Given task. Pick out each line in the listing below that contains "tree" and copy it. A match counts only if its case is the same.

Supplied data.
§

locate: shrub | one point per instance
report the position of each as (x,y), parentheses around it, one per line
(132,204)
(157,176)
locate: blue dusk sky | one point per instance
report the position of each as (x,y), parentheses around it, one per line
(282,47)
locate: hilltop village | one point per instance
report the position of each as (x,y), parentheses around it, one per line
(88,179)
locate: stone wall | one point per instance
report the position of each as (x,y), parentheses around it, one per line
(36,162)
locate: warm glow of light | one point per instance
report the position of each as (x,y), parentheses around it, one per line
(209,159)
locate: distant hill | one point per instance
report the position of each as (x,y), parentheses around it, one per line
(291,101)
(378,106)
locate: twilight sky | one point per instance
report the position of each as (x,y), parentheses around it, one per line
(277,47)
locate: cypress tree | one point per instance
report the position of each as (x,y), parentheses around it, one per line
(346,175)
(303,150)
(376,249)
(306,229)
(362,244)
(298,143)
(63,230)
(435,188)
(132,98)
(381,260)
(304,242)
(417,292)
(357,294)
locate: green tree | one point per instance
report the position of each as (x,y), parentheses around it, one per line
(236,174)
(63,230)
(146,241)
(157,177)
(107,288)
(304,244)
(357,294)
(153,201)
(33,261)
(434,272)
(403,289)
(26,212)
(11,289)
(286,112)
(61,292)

§

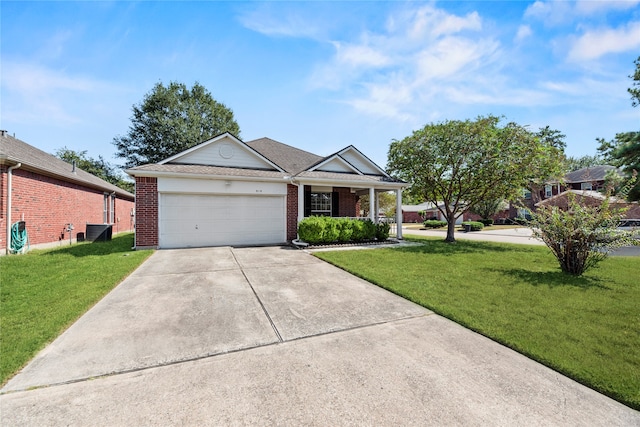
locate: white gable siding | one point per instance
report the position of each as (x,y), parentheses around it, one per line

§

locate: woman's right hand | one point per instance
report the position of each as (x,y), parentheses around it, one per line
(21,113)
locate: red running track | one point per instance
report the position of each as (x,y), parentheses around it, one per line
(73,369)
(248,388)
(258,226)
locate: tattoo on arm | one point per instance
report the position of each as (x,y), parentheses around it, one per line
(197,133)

§

Answer to the exercise.
locate: cypress tree | one point per instance
locate: green tree | one point per instance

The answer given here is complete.